Directions for this task: Would you print the records as they stand, down to the last character?

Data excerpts
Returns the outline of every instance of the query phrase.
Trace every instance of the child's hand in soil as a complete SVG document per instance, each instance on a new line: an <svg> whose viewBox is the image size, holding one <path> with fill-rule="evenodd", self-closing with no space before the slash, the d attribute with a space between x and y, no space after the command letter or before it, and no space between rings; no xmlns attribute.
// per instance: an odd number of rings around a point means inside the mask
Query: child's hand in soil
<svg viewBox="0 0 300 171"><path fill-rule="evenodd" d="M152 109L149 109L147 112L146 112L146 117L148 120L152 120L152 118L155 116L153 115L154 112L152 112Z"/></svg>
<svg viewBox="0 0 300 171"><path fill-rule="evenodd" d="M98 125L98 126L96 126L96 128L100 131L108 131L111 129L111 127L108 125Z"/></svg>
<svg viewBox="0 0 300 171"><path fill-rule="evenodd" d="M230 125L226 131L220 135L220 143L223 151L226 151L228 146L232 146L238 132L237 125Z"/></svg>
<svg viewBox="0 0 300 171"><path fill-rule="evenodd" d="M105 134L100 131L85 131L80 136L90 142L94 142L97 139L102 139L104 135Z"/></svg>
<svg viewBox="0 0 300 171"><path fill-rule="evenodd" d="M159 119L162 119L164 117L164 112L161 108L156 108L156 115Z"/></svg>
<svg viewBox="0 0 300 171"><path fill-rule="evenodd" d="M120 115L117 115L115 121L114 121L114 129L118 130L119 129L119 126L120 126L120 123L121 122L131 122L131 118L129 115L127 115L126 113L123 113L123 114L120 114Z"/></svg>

Exercise answer:
Returns the outline of every instance of the query phrase.
Trace every instance of the child's hand in soil as a complete SVG document per instance, each instance on a new line: an <svg> whose viewBox is the image size, holding one <path> with fill-rule="evenodd", self-closing with no space before the slash, the d attribute with a space between x and y, no space after the command letter or before it, and no space between rings; no xmlns attribute.
// per instance: an odd number of rings around a point means inside the mask
Query: child's hand in soil
<svg viewBox="0 0 300 171"><path fill-rule="evenodd" d="M152 109L149 109L147 112L146 112L146 117L148 120L152 120L152 118L155 116L153 115L154 112L152 112Z"/></svg>
<svg viewBox="0 0 300 171"><path fill-rule="evenodd" d="M98 125L98 126L96 126L96 128L100 131L108 131L111 129L111 127L108 125Z"/></svg>
<svg viewBox="0 0 300 171"><path fill-rule="evenodd" d="M230 125L226 131L220 135L220 143L223 151L226 151L228 146L232 146L238 132L237 125Z"/></svg>
<svg viewBox="0 0 300 171"><path fill-rule="evenodd" d="M105 134L100 131L85 131L80 136L90 142L94 142L97 139L102 139L104 135Z"/></svg>
<svg viewBox="0 0 300 171"><path fill-rule="evenodd" d="M159 119L162 119L164 117L164 112L161 108L156 108L156 115Z"/></svg>
<svg viewBox="0 0 300 171"><path fill-rule="evenodd" d="M120 115L117 115L115 121L114 121L114 129L118 130L119 129L119 126L120 126L120 123L121 122L131 122L131 118L129 115L127 115L126 113L123 113L123 114L120 114Z"/></svg>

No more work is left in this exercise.